:: MATERIAL FOR THIS TASK

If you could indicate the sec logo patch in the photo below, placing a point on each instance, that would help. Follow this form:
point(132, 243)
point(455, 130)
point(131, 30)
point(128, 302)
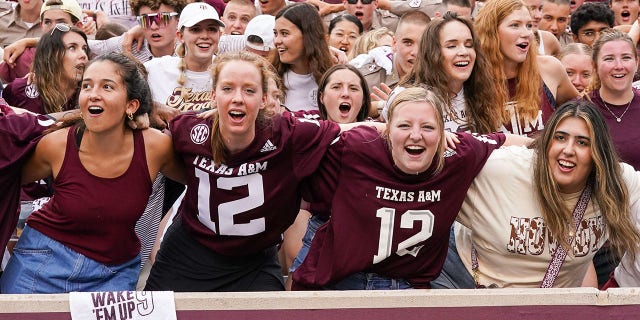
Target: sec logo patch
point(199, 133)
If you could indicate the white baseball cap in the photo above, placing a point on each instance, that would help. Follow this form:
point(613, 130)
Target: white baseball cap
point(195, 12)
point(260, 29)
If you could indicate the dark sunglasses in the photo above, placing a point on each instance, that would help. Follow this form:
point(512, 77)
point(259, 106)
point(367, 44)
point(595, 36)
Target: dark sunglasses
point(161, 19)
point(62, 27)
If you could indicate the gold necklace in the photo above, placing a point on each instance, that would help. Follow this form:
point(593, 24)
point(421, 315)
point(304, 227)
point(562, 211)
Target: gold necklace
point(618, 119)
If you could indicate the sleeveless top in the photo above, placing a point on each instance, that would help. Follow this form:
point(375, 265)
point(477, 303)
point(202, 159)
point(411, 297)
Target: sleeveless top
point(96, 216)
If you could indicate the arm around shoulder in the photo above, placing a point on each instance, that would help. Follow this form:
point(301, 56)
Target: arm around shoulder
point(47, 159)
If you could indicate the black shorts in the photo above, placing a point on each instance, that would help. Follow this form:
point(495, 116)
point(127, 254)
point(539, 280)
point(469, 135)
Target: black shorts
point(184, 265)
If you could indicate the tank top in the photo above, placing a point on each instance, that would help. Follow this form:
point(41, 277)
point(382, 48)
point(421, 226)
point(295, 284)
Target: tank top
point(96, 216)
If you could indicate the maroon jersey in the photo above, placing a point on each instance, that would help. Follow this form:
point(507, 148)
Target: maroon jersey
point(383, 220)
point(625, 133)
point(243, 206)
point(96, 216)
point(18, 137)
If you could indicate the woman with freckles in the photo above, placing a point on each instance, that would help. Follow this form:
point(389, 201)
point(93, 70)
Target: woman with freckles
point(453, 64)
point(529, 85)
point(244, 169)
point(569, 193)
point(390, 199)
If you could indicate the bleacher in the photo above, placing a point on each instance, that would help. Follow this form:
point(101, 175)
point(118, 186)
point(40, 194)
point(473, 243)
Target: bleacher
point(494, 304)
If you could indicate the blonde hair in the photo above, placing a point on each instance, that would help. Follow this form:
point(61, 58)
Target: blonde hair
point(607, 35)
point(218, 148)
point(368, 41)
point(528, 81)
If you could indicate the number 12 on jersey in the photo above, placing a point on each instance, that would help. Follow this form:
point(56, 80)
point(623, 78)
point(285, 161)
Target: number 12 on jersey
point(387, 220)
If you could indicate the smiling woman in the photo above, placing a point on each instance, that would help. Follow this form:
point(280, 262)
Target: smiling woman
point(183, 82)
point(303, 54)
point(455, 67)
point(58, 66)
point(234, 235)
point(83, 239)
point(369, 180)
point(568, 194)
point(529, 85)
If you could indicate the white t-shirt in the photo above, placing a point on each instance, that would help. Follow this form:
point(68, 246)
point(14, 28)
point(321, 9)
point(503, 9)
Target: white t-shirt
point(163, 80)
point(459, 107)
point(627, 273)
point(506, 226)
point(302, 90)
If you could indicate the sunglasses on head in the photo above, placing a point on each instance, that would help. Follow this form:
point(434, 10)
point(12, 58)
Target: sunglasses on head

::::
:: MATERIAL FOR THIS TASK

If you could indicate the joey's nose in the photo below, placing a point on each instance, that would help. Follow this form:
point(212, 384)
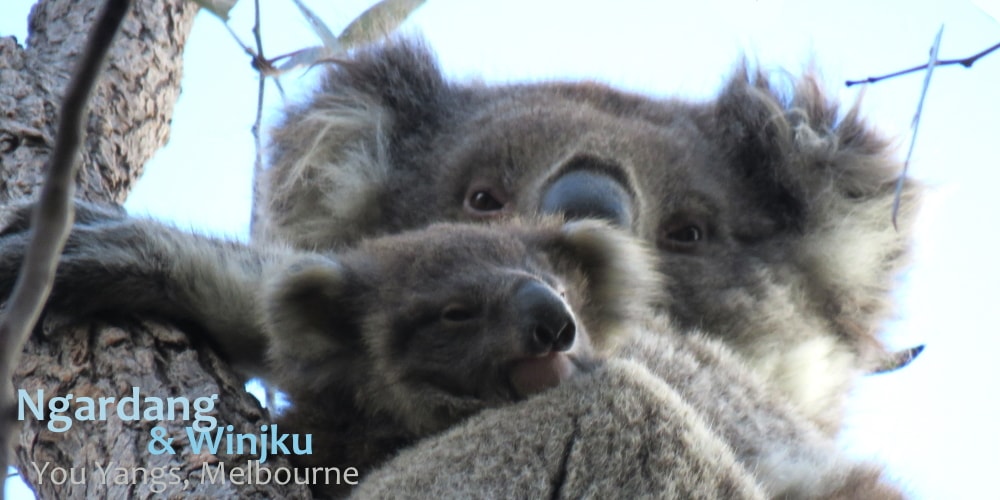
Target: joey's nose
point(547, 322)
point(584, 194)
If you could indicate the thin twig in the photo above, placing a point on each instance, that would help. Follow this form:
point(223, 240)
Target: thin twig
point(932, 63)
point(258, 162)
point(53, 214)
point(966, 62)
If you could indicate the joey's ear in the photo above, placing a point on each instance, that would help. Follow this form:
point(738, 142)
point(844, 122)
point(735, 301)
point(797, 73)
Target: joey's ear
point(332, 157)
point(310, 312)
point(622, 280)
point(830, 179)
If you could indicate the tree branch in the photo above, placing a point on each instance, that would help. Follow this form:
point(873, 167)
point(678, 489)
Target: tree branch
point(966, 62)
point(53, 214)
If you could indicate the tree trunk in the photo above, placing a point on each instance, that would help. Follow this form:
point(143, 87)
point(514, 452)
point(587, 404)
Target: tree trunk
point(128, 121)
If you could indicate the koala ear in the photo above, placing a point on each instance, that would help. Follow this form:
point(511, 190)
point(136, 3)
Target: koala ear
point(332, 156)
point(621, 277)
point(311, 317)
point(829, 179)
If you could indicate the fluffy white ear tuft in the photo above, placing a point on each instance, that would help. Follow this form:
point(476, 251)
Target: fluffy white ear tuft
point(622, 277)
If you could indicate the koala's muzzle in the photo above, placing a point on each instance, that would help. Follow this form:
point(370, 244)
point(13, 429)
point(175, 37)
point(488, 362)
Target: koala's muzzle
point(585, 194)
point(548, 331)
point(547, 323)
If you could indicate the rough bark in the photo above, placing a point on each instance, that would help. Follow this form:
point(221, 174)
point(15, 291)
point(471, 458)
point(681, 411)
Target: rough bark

::::

**TASK DESCRIPTION:**
Given the entries above, say how many lines include the word "bark", and write nothing besides the number.

**OUTPUT BELOW:**
2